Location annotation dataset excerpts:
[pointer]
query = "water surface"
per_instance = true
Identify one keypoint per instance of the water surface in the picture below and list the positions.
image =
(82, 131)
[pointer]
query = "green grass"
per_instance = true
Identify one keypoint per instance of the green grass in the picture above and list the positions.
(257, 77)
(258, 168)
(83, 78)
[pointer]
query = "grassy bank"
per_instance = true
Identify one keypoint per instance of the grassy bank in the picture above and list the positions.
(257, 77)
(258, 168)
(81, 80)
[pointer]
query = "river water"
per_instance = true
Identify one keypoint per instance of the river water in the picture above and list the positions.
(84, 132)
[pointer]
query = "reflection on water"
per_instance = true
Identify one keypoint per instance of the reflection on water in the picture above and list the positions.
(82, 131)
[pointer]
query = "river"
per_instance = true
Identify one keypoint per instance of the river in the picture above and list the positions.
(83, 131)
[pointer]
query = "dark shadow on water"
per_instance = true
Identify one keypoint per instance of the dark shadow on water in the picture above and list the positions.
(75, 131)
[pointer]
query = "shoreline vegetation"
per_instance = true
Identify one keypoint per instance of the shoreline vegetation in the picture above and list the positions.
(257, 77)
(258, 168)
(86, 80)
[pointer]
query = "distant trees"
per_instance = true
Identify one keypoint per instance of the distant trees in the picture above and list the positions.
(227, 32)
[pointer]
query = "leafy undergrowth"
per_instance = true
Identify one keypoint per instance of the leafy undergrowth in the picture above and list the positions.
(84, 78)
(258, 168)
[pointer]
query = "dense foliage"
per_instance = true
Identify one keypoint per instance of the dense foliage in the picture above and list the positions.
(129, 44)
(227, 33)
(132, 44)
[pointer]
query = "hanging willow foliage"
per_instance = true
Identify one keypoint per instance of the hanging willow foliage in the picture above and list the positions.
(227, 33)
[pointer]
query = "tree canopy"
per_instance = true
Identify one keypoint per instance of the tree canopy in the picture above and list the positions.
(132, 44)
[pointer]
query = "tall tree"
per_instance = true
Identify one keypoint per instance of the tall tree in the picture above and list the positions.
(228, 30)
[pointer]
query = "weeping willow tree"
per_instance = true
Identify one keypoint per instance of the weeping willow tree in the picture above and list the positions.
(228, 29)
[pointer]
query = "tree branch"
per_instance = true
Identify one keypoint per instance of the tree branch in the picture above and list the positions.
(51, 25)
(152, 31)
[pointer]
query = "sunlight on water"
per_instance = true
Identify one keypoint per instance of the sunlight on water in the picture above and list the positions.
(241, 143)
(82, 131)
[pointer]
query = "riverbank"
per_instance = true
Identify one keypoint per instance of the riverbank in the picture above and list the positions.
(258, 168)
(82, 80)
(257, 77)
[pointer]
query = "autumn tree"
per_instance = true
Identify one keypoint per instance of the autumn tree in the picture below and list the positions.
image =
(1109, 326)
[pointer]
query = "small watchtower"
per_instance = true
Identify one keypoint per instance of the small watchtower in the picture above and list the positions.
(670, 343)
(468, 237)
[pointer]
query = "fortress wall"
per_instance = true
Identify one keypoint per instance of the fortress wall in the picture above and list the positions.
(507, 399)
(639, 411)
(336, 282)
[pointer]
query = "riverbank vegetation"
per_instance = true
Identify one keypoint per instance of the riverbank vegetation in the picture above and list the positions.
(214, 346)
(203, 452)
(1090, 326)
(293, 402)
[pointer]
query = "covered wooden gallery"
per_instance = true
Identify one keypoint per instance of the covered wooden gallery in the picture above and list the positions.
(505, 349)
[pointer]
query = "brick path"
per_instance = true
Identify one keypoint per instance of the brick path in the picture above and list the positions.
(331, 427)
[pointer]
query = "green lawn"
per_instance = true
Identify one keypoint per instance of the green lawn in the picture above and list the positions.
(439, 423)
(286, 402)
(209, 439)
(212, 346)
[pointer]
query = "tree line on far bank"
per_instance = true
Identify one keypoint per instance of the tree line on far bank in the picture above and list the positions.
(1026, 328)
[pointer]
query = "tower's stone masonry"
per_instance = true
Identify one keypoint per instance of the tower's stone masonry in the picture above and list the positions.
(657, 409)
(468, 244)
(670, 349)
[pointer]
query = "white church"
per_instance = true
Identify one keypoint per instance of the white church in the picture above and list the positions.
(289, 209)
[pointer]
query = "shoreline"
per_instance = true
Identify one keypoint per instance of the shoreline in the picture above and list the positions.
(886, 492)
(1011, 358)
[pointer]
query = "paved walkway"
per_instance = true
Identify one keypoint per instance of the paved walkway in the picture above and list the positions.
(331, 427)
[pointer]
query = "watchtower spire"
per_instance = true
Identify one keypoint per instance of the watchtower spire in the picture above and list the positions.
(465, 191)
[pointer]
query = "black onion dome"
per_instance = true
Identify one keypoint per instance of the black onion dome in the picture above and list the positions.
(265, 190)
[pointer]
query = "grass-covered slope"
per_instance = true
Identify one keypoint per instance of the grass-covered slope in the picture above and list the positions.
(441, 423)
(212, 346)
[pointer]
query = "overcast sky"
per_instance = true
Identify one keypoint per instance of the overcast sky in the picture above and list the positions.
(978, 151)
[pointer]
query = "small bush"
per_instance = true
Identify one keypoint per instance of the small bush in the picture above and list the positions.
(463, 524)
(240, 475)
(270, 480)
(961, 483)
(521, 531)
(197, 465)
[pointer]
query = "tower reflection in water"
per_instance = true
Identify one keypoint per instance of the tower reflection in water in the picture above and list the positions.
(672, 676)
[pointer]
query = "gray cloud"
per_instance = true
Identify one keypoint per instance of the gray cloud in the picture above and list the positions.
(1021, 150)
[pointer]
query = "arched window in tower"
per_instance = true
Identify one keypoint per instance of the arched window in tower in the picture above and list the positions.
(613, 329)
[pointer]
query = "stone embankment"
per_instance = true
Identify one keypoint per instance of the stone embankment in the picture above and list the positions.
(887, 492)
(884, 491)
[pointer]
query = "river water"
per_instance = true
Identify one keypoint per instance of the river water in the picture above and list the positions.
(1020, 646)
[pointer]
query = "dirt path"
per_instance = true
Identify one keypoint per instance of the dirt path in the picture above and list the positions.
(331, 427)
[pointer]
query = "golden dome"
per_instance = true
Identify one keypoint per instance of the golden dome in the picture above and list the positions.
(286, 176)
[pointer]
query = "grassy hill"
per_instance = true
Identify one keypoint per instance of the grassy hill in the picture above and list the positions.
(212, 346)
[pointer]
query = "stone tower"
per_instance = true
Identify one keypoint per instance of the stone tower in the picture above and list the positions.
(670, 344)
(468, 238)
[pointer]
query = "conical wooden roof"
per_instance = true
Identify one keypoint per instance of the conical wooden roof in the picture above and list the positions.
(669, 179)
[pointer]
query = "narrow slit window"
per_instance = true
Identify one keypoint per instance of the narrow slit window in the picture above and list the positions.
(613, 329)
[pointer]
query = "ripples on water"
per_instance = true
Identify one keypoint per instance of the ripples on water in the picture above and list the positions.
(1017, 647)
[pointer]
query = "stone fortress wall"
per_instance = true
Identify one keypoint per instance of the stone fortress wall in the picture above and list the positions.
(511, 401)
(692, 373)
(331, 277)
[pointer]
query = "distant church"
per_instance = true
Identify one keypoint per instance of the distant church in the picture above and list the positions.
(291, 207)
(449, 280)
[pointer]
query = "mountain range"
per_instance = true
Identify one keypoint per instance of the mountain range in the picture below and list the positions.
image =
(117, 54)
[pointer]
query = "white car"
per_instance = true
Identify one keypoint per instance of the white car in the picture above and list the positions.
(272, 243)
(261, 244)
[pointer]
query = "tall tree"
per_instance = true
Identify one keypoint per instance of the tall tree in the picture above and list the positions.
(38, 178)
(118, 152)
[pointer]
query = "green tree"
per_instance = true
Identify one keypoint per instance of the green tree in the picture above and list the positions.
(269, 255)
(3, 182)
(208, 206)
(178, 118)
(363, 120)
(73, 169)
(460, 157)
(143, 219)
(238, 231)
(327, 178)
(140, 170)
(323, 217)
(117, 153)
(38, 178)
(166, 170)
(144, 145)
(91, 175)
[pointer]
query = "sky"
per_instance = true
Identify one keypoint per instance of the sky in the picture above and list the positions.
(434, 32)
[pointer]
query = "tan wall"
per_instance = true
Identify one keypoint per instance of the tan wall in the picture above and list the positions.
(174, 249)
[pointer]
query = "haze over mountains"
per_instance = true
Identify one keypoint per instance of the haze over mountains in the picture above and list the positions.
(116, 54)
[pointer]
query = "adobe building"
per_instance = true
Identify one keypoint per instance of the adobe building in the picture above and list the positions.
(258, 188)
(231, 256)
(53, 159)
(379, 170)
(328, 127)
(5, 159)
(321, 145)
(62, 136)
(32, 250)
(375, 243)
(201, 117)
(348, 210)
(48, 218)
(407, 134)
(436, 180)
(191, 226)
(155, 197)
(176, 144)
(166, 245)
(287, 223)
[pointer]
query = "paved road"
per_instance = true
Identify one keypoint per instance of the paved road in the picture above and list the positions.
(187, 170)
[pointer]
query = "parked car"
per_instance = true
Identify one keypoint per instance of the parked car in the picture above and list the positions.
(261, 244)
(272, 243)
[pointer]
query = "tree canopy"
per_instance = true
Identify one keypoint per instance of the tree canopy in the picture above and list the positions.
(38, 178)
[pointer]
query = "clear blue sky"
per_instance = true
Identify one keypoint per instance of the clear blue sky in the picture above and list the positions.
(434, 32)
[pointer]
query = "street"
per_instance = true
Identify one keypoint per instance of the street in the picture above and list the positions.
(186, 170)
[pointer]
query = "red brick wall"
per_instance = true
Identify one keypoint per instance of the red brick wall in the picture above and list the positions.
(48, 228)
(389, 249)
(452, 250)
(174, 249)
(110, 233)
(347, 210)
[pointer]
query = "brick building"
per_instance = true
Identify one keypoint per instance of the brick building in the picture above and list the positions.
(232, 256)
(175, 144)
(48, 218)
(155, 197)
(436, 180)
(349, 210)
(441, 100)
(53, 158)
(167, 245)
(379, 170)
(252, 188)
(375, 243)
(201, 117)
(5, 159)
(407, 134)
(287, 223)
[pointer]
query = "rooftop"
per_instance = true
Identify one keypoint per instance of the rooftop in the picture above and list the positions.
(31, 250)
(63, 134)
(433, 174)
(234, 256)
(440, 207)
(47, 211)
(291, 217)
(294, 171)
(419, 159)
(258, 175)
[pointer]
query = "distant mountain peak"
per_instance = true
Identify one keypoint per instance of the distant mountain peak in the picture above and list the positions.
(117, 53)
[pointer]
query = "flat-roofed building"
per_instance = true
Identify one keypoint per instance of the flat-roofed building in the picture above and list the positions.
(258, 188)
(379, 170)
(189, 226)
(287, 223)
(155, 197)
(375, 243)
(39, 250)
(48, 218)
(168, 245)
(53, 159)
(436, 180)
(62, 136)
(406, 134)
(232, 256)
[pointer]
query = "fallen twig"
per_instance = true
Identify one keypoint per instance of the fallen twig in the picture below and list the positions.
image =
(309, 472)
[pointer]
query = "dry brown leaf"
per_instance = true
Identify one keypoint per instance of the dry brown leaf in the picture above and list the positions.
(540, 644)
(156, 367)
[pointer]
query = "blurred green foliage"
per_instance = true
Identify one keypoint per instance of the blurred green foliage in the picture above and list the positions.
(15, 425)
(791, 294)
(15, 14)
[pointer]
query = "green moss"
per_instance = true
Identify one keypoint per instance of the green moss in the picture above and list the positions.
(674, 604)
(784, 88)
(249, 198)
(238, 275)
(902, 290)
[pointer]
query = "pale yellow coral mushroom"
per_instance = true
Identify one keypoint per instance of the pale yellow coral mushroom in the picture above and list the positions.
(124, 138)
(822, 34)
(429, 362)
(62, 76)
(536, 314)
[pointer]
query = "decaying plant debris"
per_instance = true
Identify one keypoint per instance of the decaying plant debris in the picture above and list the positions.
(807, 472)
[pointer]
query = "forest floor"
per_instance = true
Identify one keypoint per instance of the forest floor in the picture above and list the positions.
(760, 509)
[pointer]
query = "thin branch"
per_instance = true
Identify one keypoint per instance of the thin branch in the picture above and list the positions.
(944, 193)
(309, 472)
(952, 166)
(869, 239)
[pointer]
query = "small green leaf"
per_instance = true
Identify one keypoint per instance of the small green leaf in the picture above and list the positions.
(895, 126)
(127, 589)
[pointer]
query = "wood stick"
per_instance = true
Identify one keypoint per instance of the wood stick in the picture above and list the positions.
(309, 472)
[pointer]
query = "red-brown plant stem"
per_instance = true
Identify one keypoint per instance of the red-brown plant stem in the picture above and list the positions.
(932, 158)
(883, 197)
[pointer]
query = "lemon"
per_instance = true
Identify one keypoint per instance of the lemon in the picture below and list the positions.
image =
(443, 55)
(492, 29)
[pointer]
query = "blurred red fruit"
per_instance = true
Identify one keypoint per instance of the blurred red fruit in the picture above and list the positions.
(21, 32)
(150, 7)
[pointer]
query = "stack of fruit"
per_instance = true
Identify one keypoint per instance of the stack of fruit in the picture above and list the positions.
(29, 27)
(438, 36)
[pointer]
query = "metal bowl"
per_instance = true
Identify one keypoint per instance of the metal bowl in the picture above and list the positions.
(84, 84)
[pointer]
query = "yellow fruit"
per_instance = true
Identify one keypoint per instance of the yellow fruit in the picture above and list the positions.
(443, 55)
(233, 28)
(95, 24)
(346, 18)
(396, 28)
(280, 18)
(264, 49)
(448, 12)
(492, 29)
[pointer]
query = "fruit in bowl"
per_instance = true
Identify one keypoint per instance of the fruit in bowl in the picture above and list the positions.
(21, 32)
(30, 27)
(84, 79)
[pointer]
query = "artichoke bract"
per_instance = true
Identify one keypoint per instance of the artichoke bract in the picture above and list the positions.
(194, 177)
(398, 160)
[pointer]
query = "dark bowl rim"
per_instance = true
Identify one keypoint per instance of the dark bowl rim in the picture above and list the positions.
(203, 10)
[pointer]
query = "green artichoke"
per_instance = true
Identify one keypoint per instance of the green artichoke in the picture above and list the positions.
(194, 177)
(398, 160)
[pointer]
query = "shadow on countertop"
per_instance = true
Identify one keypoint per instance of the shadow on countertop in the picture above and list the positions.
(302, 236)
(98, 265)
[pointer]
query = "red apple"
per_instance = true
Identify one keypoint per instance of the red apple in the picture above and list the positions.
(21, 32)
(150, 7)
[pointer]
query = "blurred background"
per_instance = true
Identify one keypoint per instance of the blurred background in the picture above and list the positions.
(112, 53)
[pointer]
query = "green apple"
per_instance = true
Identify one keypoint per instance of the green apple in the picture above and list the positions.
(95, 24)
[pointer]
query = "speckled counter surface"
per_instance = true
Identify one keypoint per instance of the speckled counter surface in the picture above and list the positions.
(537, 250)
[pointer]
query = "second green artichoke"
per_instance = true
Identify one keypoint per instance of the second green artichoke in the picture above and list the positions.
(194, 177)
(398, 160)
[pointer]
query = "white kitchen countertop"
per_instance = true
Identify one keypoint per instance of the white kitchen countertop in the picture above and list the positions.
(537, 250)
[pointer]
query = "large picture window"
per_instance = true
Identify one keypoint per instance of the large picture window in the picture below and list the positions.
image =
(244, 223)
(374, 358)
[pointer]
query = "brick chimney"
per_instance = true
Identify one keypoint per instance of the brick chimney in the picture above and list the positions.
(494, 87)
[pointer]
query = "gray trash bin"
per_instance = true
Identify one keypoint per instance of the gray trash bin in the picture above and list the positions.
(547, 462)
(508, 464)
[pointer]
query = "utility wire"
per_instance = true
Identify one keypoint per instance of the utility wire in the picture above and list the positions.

• Short task
Extract every line above that contains the word "lemon".

• Result
query = "lemon"
Identify one keypoint per instance of the lemon in the picture below and list the positions.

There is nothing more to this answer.